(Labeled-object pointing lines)

......

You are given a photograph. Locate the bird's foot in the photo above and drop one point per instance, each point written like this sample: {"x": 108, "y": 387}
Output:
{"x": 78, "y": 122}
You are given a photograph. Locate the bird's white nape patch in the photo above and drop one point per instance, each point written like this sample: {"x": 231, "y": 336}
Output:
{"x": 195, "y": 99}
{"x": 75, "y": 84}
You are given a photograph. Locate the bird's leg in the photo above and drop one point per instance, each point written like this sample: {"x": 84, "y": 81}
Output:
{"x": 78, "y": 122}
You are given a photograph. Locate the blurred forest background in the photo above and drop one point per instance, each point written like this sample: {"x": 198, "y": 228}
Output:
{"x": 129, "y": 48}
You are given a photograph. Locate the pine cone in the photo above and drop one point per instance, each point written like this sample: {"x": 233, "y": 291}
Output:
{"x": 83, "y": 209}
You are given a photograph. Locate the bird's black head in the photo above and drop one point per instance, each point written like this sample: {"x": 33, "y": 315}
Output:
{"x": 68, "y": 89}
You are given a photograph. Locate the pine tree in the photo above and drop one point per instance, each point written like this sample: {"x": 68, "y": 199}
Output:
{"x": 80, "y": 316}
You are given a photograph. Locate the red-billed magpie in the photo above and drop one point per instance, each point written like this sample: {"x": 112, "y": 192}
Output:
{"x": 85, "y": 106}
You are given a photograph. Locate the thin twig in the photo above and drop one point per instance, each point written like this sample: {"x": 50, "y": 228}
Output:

......

Exercise =
Reproduce in full the part that opens with the line containing "You are given a photograph. Locate the red-billed" and closes with the last of the lines, moving each answer coordinate up by 41 and leaving the sample coordinates unchanged.

Response to this task =
You are given a photograph. Locate the red-billed magpie in the photo above and drop one point per instance, each point written like this sample: {"x": 112, "y": 192}
Output:
{"x": 126, "y": 147}
You are given a photograph. Locate the thin twig in the photo above and drop one point per instance, each point written like this sample: {"x": 50, "y": 228}
Output:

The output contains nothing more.